*** Extracted entries

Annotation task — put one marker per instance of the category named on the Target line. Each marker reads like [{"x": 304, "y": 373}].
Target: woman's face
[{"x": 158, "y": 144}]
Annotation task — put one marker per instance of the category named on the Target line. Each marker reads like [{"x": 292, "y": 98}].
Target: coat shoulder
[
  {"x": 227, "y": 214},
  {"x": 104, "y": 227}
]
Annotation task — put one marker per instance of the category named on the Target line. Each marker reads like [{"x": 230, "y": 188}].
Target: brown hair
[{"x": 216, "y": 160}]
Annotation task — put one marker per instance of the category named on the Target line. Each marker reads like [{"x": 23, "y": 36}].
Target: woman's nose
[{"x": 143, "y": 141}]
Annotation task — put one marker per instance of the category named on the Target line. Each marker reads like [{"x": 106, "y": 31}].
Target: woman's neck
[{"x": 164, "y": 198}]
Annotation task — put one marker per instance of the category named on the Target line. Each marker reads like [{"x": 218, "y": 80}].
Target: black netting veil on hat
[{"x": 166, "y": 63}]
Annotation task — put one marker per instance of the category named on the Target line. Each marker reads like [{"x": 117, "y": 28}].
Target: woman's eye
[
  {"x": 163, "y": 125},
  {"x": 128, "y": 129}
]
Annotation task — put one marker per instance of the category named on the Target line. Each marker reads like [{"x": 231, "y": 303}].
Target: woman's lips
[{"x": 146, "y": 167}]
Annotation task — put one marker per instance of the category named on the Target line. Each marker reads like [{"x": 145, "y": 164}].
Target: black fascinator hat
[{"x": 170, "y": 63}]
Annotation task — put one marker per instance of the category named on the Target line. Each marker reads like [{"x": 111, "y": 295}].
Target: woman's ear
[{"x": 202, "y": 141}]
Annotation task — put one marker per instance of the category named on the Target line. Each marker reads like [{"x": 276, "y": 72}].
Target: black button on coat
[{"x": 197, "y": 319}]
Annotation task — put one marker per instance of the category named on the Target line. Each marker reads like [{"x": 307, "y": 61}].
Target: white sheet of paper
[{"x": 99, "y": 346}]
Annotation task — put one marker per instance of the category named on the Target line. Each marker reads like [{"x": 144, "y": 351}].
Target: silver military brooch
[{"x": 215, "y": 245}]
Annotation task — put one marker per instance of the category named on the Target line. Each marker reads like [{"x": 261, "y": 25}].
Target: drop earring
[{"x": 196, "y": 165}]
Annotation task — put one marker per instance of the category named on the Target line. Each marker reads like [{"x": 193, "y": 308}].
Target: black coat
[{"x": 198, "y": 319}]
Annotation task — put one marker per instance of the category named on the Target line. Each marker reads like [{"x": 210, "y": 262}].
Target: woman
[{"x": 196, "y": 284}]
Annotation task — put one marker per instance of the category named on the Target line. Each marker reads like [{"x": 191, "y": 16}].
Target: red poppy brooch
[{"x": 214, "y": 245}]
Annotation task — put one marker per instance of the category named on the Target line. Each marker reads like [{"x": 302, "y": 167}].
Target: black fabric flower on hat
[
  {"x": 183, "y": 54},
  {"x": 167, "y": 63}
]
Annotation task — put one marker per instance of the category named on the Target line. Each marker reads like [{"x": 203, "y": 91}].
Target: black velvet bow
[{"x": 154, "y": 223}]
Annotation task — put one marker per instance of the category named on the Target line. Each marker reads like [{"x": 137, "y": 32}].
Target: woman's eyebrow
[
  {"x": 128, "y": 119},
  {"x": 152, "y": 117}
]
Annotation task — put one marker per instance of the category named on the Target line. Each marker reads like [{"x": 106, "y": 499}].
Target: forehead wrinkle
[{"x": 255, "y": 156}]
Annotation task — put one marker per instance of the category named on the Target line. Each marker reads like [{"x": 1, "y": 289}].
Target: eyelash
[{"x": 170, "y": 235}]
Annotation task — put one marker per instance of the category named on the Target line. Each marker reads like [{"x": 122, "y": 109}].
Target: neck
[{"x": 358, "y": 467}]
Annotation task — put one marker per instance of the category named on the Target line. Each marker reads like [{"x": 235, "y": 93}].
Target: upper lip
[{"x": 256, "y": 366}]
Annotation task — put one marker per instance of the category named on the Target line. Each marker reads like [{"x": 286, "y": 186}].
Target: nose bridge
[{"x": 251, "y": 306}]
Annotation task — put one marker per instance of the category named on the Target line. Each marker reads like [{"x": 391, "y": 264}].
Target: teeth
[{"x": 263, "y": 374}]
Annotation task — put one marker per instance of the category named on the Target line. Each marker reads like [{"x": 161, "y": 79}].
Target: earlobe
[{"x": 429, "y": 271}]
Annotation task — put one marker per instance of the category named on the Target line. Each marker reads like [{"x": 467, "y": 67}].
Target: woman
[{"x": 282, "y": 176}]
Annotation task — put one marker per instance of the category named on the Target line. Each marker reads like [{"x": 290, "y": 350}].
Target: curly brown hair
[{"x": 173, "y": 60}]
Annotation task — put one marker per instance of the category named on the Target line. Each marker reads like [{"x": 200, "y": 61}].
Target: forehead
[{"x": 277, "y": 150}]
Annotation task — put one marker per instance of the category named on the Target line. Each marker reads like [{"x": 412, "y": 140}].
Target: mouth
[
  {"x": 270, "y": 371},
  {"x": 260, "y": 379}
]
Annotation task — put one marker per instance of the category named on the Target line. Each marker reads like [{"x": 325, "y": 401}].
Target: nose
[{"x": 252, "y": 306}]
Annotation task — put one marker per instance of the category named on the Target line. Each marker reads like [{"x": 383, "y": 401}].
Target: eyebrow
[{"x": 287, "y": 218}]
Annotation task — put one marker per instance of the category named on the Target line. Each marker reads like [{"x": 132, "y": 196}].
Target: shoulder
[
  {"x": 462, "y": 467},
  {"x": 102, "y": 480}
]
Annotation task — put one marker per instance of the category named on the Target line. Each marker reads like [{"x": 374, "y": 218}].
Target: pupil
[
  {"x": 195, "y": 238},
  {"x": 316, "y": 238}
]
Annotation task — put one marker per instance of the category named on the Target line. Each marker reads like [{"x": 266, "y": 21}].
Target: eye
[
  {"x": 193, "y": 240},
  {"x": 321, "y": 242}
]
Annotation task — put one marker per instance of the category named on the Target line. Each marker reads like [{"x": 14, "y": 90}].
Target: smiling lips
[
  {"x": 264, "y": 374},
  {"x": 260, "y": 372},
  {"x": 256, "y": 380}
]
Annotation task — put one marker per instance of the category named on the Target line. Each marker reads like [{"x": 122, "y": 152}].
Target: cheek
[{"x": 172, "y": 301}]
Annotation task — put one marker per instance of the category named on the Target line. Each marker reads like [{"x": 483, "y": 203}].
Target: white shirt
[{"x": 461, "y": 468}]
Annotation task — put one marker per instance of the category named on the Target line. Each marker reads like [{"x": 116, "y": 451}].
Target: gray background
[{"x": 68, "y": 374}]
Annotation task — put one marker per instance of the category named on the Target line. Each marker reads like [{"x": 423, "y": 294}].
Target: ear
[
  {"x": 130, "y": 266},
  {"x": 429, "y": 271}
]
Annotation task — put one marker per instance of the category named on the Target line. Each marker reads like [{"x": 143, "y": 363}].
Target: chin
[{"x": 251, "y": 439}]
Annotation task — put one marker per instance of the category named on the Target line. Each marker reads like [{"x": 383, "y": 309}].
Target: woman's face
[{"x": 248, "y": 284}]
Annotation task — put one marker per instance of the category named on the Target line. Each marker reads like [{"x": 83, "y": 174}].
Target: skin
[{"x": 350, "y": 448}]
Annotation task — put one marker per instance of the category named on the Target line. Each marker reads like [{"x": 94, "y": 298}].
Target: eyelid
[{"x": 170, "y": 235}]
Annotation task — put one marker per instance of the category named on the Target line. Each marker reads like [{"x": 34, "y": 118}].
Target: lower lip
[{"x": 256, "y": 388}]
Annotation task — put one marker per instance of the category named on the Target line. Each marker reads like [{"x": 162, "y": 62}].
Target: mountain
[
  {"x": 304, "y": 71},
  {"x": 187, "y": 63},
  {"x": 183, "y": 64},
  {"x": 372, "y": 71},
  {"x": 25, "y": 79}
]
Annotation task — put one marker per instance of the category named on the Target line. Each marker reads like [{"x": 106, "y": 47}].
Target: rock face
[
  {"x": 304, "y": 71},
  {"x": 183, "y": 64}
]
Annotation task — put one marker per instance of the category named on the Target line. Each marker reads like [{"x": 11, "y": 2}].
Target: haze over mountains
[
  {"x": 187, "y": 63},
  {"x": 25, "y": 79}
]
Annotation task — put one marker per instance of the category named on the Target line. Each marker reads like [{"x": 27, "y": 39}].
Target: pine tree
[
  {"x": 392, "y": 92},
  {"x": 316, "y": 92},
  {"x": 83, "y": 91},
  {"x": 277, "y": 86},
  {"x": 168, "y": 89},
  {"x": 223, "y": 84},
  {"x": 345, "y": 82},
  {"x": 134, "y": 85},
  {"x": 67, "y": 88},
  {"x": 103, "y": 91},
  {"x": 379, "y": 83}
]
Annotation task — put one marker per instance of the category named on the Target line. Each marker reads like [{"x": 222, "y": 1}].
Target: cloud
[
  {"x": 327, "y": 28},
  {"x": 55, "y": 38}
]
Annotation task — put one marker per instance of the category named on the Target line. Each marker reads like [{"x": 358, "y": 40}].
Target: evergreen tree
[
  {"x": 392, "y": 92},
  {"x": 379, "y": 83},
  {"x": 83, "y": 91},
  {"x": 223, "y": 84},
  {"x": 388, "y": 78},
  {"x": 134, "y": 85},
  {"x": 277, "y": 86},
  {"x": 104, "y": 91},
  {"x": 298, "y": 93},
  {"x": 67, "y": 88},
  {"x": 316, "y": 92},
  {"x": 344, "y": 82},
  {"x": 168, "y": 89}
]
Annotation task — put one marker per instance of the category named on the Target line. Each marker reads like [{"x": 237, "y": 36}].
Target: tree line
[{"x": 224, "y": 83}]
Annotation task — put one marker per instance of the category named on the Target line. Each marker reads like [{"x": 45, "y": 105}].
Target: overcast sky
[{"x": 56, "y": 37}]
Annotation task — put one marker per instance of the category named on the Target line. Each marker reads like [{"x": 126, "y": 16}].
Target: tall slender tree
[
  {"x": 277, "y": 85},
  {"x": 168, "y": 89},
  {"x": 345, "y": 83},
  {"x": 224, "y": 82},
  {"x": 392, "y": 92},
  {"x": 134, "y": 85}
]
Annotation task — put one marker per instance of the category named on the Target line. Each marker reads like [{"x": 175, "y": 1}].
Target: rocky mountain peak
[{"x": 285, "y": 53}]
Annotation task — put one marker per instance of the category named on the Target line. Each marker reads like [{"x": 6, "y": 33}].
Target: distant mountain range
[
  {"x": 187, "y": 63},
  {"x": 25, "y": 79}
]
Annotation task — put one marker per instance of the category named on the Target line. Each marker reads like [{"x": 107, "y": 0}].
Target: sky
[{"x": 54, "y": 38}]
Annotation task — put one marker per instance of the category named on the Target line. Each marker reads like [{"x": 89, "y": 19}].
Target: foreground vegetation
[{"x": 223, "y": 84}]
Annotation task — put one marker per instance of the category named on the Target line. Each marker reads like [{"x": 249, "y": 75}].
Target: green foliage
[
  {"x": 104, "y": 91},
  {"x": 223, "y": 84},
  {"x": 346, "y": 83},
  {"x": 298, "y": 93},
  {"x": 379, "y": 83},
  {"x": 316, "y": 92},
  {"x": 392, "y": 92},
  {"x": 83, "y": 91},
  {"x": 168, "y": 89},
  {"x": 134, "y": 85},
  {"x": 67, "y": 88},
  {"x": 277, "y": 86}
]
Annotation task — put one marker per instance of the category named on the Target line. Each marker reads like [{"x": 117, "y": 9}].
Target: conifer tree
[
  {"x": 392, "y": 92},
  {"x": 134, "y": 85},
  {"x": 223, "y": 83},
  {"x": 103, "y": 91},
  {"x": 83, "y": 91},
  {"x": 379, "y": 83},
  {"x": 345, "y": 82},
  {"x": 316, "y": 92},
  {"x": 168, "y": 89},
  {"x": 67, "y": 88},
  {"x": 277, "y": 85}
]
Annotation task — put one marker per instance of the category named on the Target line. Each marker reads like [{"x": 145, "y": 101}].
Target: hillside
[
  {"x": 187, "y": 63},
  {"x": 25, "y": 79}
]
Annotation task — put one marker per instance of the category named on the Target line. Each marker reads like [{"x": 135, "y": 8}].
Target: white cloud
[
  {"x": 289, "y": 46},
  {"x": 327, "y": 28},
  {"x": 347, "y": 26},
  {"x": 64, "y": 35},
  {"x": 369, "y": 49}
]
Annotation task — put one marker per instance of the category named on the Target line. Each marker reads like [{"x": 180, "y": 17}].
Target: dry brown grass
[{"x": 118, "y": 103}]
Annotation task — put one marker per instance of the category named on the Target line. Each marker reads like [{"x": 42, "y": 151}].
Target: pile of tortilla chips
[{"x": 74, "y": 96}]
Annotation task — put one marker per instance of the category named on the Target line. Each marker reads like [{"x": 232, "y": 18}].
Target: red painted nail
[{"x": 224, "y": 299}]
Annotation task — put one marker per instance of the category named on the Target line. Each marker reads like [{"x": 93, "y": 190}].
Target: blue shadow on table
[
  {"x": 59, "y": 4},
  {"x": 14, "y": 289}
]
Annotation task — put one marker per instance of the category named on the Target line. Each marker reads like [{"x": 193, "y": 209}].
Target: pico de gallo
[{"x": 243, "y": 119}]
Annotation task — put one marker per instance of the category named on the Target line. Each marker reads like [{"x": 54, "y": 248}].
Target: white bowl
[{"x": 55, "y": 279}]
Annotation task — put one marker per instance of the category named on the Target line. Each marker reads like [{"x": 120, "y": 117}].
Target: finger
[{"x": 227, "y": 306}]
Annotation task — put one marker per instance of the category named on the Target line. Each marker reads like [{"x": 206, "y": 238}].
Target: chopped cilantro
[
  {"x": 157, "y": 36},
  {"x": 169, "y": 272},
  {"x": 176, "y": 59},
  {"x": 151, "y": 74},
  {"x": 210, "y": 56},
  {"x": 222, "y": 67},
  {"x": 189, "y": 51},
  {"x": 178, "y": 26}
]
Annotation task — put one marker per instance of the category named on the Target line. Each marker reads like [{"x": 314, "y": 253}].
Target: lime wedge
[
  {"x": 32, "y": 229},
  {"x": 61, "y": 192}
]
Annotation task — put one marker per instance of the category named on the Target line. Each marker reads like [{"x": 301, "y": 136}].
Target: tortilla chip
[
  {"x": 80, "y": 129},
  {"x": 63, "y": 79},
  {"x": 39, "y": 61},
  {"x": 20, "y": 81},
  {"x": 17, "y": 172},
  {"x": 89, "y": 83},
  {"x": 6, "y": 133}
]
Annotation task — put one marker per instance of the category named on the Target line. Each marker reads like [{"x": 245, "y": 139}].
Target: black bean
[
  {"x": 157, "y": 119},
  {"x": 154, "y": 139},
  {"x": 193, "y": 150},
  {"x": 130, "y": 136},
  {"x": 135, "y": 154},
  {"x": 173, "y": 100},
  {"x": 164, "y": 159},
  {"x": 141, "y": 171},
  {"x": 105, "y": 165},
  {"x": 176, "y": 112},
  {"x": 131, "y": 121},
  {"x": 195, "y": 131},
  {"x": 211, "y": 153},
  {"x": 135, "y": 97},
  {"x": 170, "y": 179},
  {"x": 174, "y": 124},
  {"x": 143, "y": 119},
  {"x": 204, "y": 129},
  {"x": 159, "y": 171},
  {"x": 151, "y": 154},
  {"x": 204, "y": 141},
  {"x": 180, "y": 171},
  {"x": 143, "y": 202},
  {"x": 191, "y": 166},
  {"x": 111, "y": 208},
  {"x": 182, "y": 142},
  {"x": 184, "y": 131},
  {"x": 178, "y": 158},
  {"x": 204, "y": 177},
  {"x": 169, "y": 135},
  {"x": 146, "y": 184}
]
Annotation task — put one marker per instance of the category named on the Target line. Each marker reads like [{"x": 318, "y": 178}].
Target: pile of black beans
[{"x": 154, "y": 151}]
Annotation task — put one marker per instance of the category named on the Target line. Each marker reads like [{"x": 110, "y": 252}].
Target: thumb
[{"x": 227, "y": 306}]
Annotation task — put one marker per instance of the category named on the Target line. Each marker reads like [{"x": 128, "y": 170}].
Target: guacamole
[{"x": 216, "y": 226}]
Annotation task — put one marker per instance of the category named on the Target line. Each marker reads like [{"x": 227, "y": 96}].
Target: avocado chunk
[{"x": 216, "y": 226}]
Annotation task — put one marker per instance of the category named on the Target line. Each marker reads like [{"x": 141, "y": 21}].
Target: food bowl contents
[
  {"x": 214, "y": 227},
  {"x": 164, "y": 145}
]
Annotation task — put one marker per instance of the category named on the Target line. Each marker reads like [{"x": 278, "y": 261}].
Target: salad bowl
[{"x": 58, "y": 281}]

******

→ To be done
Report each line in the listing above that contains the string "nose", matching case exactly.

→ Complete output
Target: woman's nose
Target: nose bridge
Target: nose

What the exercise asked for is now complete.